提供テキスト:
╔══

「美味しい!」という評価 (東京不味いもの巡り) | シェフの落書きノート

シェフの落書きノート

西新宿 イタリア料理 / ワイン
aura cucina italiana

美味しさがつまっている食材、素材を探して料理する。
 
お店に訪れてくれたほとんどのお客様から
「美味しい!」
…というお言葉をいただく。
「ありがとうございます」
このお礼の言葉いがい思いつかない。
 
美味しいと言っているのに素っ気ない。
そう言われることもある。
 
美味しいものを作るということは、プロとして最低限の当たり前のことをやっているだけなので…
申し訳ありませんが、お褒めのお言葉を頂く度に一喜一憂できるほどの演技力がないのです。
愛嬌の良い満面の笑顔で応対できる可愛い女性スタッフを募集しているけれど…
ストライクがなかなか来ないのです (+o+)

╚══

提供エントリ:
╔══

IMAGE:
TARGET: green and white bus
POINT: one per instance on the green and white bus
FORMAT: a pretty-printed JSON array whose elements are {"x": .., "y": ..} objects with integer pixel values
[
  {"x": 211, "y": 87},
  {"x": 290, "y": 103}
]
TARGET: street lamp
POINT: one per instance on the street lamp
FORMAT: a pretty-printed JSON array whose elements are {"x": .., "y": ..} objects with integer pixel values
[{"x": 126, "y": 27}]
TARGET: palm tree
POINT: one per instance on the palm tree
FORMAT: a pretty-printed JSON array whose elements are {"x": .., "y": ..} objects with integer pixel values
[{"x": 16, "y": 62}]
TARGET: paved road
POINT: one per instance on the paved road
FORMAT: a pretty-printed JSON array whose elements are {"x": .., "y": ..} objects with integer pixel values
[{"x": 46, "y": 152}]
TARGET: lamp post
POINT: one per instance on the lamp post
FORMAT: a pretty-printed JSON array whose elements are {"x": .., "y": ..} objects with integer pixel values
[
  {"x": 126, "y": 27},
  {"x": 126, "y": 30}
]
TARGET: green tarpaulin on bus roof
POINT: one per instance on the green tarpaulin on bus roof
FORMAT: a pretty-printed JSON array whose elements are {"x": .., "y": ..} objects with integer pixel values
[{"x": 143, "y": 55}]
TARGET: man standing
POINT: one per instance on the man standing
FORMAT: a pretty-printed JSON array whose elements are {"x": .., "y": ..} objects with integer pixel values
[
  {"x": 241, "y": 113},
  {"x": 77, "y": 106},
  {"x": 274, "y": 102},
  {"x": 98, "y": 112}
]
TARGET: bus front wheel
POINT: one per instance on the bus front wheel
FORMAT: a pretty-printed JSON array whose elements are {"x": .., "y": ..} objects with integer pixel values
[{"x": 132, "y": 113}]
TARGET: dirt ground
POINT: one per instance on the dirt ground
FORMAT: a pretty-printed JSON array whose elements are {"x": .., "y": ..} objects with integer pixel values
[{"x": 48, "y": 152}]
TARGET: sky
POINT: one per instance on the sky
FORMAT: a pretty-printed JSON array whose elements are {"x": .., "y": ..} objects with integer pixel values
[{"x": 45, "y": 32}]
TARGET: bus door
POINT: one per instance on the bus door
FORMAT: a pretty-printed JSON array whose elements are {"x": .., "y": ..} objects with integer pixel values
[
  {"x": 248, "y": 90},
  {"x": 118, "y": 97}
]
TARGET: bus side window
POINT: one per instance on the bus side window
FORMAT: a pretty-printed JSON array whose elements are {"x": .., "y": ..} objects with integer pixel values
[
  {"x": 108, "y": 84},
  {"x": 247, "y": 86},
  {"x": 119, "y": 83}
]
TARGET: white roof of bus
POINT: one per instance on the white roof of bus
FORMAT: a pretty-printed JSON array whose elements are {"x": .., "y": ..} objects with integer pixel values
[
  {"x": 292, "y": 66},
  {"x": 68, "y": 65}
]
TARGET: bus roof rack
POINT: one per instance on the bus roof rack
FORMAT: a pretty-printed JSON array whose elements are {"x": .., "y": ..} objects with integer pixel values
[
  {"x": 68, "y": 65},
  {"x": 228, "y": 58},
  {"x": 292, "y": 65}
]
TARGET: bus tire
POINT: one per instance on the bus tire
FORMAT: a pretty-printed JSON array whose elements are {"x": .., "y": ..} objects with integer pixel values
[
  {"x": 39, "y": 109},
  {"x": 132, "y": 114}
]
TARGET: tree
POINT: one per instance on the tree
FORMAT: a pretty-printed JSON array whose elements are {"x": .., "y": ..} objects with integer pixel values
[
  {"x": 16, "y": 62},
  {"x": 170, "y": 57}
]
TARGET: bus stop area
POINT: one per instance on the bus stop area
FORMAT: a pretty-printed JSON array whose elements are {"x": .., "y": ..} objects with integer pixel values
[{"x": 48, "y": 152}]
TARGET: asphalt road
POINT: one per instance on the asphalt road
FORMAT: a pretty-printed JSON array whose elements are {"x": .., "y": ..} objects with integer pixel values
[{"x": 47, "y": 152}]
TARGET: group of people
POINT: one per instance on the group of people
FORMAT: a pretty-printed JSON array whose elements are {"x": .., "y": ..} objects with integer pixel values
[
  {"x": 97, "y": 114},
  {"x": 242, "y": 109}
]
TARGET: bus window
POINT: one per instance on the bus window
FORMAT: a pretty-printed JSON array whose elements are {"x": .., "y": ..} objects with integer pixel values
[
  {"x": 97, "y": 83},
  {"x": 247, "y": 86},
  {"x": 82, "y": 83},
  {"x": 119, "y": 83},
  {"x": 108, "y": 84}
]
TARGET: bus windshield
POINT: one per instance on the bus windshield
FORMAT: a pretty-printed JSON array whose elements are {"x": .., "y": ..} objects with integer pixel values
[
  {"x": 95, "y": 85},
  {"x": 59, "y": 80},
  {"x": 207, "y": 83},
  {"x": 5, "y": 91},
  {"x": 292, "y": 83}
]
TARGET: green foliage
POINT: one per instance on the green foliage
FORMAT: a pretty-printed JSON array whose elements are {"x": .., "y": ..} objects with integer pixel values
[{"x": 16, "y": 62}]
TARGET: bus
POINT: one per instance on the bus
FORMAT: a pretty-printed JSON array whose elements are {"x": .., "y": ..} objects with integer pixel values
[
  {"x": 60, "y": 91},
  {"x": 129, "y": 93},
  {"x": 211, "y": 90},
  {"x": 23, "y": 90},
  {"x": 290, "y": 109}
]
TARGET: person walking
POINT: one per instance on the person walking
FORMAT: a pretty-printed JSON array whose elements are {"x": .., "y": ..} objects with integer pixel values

╚══

作業指示: 提供テキストによると、お客様から「美味しい!」と言われたとき、筆者はどんな言葉で返しますか。 エントリは提供テキストとは別の資料です。

解答例: 「ありがとうございます」というお礼の言葉です。